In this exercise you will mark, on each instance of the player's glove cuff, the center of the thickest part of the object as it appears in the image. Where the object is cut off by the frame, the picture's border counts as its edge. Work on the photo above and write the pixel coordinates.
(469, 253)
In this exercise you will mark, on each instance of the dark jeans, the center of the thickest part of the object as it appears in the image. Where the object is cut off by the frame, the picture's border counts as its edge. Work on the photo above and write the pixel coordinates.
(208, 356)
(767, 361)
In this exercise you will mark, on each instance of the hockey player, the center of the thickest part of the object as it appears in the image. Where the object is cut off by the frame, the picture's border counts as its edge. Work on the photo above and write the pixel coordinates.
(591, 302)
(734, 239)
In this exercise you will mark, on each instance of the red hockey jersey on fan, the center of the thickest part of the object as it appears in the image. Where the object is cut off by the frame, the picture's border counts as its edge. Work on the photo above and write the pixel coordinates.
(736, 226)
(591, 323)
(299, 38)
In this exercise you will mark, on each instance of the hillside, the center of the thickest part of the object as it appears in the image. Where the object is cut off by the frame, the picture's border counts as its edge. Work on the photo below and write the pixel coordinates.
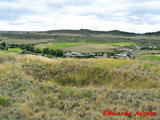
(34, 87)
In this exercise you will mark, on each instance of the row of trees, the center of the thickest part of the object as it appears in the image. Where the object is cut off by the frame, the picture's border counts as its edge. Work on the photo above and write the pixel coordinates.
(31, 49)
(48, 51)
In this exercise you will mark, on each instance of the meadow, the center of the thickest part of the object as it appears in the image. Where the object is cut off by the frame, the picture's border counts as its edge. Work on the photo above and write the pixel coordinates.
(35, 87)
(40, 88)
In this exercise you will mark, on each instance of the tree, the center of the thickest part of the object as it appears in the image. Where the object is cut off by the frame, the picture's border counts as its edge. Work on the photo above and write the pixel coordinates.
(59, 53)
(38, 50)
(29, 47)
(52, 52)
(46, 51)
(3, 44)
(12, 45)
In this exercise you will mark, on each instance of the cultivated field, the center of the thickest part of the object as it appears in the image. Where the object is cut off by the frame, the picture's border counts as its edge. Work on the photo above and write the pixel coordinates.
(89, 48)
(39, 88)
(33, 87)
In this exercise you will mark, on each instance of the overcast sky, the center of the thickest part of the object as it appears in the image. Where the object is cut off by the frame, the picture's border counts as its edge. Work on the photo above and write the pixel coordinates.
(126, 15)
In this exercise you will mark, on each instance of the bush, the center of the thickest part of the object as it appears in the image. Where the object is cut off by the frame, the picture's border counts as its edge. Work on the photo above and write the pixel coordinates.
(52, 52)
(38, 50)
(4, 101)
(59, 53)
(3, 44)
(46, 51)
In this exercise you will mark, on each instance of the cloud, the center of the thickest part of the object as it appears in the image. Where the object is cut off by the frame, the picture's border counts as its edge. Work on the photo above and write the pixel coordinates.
▬▬▬
## WHAT YOU ARE ASKED TO DO
Print every line of the material above exactly as it reads, skipping the pictures.

## OUTPUT
In this exercise you will mark, on each instance of the player's glove cuff, the center of the thickest part of the object as it appears in the image. Where the object is cut off by the frame, the picture's border counts as its edge. Work on the photo above and write the pixel coordinates.
(469, 253)
In this exercise you will mark, on each instance of the dark jeans, the center of the thickest part of the object as it appears in the image. Where the object is cut off by the frame, the picture's border counts as its edge. Work on the photo above and write the pixel coordinates.
(208, 356)
(767, 361)
In this exercise you will mark, on each instance of the hockey player, the center of the thickest part of the object as it appears in the image. Where the object is cut off by the frame, the picture's border counts as its edge. Work on the photo above and write the pixel coordinates.
(591, 302)
(734, 239)
In this exercise you will mark, on each instance of the red hockey jersey on fan, the center of the thickest part of the object as it appears in the image. Where the object is cut off by the frame, the picture's border counts as its edge. Work on the photo above and write the pixel coordinates.
(736, 226)
(591, 323)
(299, 38)
In this exercise you will mark, on each instance of the hillside, the center of the thickest part of the object as it appears in the image. Where the object is cut off by the frame, the picture's border counts as its edge. Work on the photo below and write the pixel coordinates.
(34, 87)
In this exercise you will mark, on each instance of the row of trees, the center of the thickest part of the object as it appears in the image. Where the object is cut off by the frame, the picture's border counts as its edge. Work on the photo above and write the pixel coordinates.
(31, 49)
(48, 51)
In this exercise you will mark, on each instance of the meadow, the center of the thickest part of the object as it appears in the image. Where the object is cut off by the frame, the picture's border counts as its edge. Work on the photo above and write the pixel coordinates.
(35, 87)
(40, 88)
In this exercise you will mark, on each instance of the tree, the center of the thickest part of the object as it appears in the image. Where the object is cut off by the frame, the picture's border counts as its edge. Work on the photo above and write the pixel coordinates.
(59, 53)
(38, 50)
(29, 47)
(52, 52)
(46, 51)
(3, 44)
(12, 45)
In this exercise you will mark, on each instance of the cultivated field, the center of the thickest part of the object as it appears in the image. Where the object is cut off by the frame, the picture's border counts as its edge. Work on the photo above and write the pixel coordinates.
(89, 48)
(39, 88)
(33, 87)
In this exercise you will mark, on each instance of the overcast sky, the center of the thickest part of the object as it appears in the image. Where the object is cut off by the frame, the picture's border counts as its edge. Work on the photo above and write the pixel coordinates.
(126, 15)
In this exercise you will mark, on each instance of the bush, the center of the thickest part of the object as it appears in the image. Where the object is cut off by the frame, the picture's border counts as its edge. Work on the photo above and write the pixel coordinates.
(52, 52)
(38, 50)
(4, 101)
(59, 53)
(3, 44)
(46, 51)
In this exercise you will mark, on each instance of the cloud, the center of the thickest part of the object as it appears in the image. Where the object is cut off by the frame, the picture's border counts as its edge. Work on the photo above and write the pixel coordinates.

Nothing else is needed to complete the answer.